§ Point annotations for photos
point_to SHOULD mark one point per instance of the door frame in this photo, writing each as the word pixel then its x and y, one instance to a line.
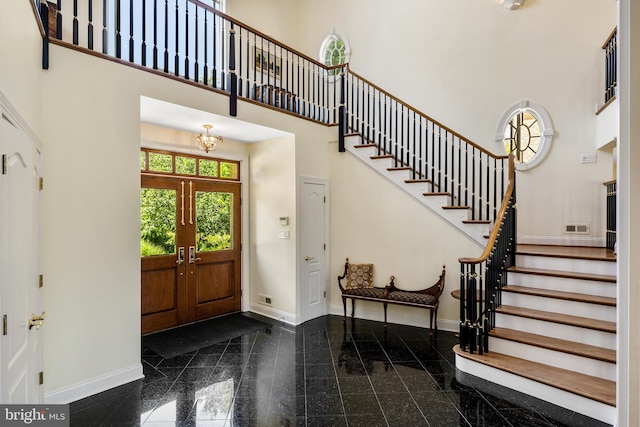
pixel 301 313
pixel 7 110
pixel 244 206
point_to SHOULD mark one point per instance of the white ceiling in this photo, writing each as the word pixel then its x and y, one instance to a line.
pixel 166 114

§ Given request
Convert all of the material above into a JSON list of strings with one string per line, skipping blank lines and leaving out the pictures.

§ Answer to this exercise
[
  "point_to SHOULD mark one point per instance of the door frame in this photo, writing each as the word pixel then its x and y, one instance to a line.",
  "pixel 301 313",
  "pixel 7 110",
  "pixel 244 206",
  "point_to SHOULD mark one point per instance of the white ceiling in this photo, writing each as the word pixel then its x and y, one instance to a line.",
  "pixel 166 114"
]